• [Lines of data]
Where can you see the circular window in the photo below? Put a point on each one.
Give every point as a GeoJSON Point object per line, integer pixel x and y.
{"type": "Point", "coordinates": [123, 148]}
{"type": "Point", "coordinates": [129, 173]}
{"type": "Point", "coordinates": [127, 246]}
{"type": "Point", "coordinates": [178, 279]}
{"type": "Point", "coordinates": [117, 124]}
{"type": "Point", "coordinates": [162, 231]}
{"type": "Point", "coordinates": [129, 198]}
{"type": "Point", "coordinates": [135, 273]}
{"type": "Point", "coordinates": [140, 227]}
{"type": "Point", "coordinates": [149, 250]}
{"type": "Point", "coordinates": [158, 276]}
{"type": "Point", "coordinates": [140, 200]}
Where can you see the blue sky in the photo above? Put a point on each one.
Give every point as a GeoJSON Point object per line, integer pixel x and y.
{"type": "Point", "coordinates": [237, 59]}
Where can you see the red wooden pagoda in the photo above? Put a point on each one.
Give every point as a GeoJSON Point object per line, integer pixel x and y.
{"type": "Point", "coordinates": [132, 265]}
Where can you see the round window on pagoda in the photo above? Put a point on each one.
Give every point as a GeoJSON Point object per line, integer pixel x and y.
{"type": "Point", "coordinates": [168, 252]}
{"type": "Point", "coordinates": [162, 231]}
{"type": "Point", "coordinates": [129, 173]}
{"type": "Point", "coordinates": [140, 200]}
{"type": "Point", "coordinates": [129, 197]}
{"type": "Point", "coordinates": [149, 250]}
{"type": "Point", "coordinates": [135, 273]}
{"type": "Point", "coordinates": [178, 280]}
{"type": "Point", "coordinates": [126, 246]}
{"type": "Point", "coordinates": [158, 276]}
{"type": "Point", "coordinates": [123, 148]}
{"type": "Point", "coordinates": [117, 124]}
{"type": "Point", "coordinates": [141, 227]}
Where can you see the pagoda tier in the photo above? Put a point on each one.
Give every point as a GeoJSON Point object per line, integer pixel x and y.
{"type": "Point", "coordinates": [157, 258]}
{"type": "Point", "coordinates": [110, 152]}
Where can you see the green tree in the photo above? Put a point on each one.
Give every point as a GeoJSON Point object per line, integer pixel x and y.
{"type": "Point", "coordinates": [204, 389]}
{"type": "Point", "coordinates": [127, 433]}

• [YOUR GOAL] Reproduce all of the items above line for line, without changing anything.

• [RESULT BELOW]
Where can you see the circular window in the photo below? Put a point on each one.
Give every point as a GeoJSON Point object per line, integer pixel x and y.
{"type": "Point", "coordinates": [123, 148]}
{"type": "Point", "coordinates": [129, 173]}
{"type": "Point", "coordinates": [127, 246]}
{"type": "Point", "coordinates": [178, 279]}
{"type": "Point", "coordinates": [117, 124]}
{"type": "Point", "coordinates": [162, 231]}
{"type": "Point", "coordinates": [129, 198]}
{"type": "Point", "coordinates": [135, 273]}
{"type": "Point", "coordinates": [140, 227]}
{"type": "Point", "coordinates": [149, 250]}
{"type": "Point", "coordinates": [158, 276]}
{"type": "Point", "coordinates": [140, 200]}
Where can you see the blue sky in the photo above? Put a point on each one.
Give every point as a GeoJSON Point object per line, integer pixel x and y.
{"type": "Point", "coordinates": [237, 59]}
Where can you see the red wooden pagoda in the photo above? Put a point on each one.
Give every point as a GeoJSON Point object per line, integer pixel x and y.
{"type": "Point", "coordinates": [132, 265]}
Where can you see the round window on pagoda in the photo above? Put a point on each one.
Give every point as a GeoJSON Point object per line, integer pixel x and y.
{"type": "Point", "coordinates": [168, 252]}
{"type": "Point", "coordinates": [162, 231]}
{"type": "Point", "coordinates": [129, 173]}
{"type": "Point", "coordinates": [140, 200]}
{"type": "Point", "coordinates": [129, 197]}
{"type": "Point", "coordinates": [149, 250]}
{"type": "Point", "coordinates": [135, 273]}
{"type": "Point", "coordinates": [178, 280]}
{"type": "Point", "coordinates": [126, 246]}
{"type": "Point", "coordinates": [158, 276]}
{"type": "Point", "coordinates": [123, 148]}
{"type": "Point", "coordinates": [117, 124]}
{"type": "Point", "coordinates": [141, 227]}
Where can you see the pagoda tier in the photo above? Put a point on each one.
Give every point as a GeoJSON Point object per line, integer pixel x and y.
{"type": "Point", "coordinates": [157, 258]}
{"type": "Point", "coordinates": [110, 152]}
Where can you see the green tree in the photo above? Put a point on each one.
Give every point as a GeoJSON Point object per line, integer pixel x and y.
{"type": "Point", "coordinates": [204, 389]}
{"type": "Point", "coordinates": [127, 433]}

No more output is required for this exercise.